SHORT EXERCISE: Turn the whole listing below into a JSON list of strings, one string per line, skipping blank lines. Leave the pictures out.

--- START ---

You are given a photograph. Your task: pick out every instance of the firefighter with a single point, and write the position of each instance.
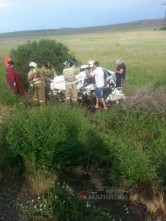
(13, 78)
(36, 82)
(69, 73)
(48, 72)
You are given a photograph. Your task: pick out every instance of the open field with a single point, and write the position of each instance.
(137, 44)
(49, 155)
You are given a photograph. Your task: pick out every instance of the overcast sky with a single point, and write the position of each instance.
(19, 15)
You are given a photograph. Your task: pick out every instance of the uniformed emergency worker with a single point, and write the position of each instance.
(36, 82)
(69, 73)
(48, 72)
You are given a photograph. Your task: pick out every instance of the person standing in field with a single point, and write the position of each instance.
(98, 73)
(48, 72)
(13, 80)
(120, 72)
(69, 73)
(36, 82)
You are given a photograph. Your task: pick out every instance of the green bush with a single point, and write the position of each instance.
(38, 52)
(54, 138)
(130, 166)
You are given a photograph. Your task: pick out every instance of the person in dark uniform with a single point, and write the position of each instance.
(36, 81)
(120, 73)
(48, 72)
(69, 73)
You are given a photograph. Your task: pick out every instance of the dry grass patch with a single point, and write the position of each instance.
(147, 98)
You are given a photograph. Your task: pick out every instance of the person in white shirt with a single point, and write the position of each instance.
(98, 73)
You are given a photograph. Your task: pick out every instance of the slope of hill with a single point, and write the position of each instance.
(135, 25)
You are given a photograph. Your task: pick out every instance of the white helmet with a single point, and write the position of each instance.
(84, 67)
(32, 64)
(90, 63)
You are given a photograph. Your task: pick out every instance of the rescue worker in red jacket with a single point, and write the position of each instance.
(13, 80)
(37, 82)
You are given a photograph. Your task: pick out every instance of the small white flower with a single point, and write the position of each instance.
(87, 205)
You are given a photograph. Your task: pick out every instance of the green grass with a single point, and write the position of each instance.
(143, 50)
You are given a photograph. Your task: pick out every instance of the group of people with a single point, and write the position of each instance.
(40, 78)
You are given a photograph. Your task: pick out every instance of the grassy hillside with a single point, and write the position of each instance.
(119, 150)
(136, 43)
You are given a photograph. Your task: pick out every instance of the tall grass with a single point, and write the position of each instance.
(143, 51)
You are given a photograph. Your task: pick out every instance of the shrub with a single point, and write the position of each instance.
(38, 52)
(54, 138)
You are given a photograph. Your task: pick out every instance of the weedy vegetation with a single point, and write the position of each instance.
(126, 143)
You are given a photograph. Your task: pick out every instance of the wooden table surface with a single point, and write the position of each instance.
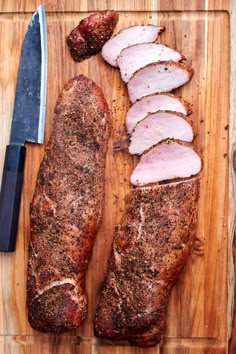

--- END ---

TASK RESPONSE:
[
  "You are given a photograph. Your task: pick out every instance of the firefighter with a single point, and write the position of each instance.",
  "(13, 78)",
  "(36, 82)",
  "(69, 73)",
  "(48, 72)",
  "You are given a photograph. Your task: pick out every instance of the open field with a single point, and write the position of each instance.",
  "(137, 44)",
  "(49, 155)",
  "You are given a photograph. Your task: pick out every instance of the overcast sky with a single point, and write the position of each instance.",
  "(19, 15)",
  "You are given a photograph. Your task: pick out every instance of the uniformed emergency worker with a single point, and write the position of each instance.",
  "(36, 82)",
  "(69, 73)",
  "(48, 72)",
  "You are given a photograph. Your task: pick out every instance of the person standing in field with a single point, and write the position of each instance.",
  "(98, 73)",
  "(48, 72)",
  "(13, 80)",
  "(120, 72)",
  "(69, 73)",
  "(36, 82)",
  "You are given a photograph. Your task: pick out every instance of the green bush with a single point, and write the position of each instance.",
  "(38, 52)",
  "(54, 138)",
  "(130, 166)",
  "You are given a photograph. Your task: pick out every instance of the person in dark uniform with a single point, and write the position of each instance.",
  "(36, 81)",
  "(120, 73)",
  "(48, 72)",
  "(69, 73)",
  "You are given a photograph. Your task: pick out every instance of the dry grass patch with a single point, and write the position of each instance.",
  "(147, 98)",
  "You are given a photograph. Your task: pick out every instance of the person in white shirt with a single point, and write the position of each instance.",
  "(98, 73)",
  "You are given a photograph. Your task: pick out every instance of the slope of hill with a single point, and write the position of each instance.",
  "(135, 25)",
  "You are given a photograph. Your task: pick out every instance of the white helmet with a single point, and write the position of each instance.",
  "(84, 67)",
  "(32, 64)",
  "(90, 63)",
  "You are given a photograph. Your task: pick out every instance of the rescue worker in red jacket with a single point, and write the position of each instance.",
  "(13, 80)",
  "(37, 82)",
  "You are given a photograph. Your task: pick out every instance of the small white flower with a single point, and write the position of each instance.",
  "(87, 205)",
  "You are given a photograph. Your task: pick out every instance of the green grass with a single point, and write the position of each instance.",
  "(143, 50)",
  "You are given a photograph. Your task: pick out every instance of the group of people with a single point, and write the position of each instance.",
  "(40, 78)",
  "You are given a photograph. Your task: pick out every instance of the grassy hillside with a single point, and write the position of each instance.",
  "(119, 150)",
  "(136, 43)",
  "You are given a photograph. Your task: pick out every instance of the tall grass with a single point, and write the position of each instance.",
  "(143, 51)",
  "You are given a photograph. Your task: pick out every instance of the shrub with a single point, and write the position of each instance.",
  "(38, 52)",
  "(54, 138)",
  "You are given a photograph. Your task: pick out every instance of the weedy vegetation with a single point, and write the position of each instance.",
  "(126, 143)",
  "You are given a photograph. Your task: pick out every instance of the wooden table surface with a single point, and write the position of each instance."
]